The exercise
From the line that includes "of the gradient" to the last line of the records, inclusive, repeat each line exactly.

Task data
───
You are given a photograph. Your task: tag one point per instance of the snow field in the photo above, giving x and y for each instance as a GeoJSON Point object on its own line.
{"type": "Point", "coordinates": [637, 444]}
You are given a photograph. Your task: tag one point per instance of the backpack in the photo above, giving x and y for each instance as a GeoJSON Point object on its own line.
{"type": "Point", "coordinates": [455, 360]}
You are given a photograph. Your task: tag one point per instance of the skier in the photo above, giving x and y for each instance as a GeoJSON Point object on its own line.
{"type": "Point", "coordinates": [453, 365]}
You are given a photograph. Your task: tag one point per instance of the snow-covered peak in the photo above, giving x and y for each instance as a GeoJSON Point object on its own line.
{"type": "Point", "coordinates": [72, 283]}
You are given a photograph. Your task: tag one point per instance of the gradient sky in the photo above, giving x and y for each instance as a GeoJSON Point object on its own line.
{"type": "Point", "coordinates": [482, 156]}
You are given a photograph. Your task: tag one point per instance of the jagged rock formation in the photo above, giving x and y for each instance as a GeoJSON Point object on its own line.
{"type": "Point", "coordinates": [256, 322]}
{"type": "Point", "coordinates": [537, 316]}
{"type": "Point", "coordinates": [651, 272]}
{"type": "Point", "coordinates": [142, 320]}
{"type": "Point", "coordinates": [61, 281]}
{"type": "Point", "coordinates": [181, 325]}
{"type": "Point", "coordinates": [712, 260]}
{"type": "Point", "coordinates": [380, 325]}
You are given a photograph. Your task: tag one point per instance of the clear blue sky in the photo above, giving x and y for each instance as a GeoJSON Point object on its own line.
───
Response to the task
You are given a photograph. Your task: tag one point per instance of the gradient sky in the photo above, giving x and y for each instance as a GeoJSON Point object on its own line.
{"type": "Point", "coordinates": [482, 156]}
You are given a photograph. Your task: tag one point per instance of the jagged rock formation in the photo above, giving x and y for each instance as a GeoJSON Point object on its own line.
{"type": "Point", "coordinates": [256, 322]}
{"type": "Point", "coordinates": [537, 316]}
{"type": "Point", "coordinates": [651, 272]}
{"type": "Point", "coordinates": [142, 320]}
{"type": "Point", "coordinates": [61, 281]}
{"type": "Point", "coordinates": [181, 325]}
{"type": "Point", "coordinates": [712, 260]}
{"type": "Point", "coordinates": [380, 325]}
You are given a photograph. Your task: tag one point per instance of the clear blue sky in the photo above, giving x and y for each instance as a GeoJSON Point object on its own line.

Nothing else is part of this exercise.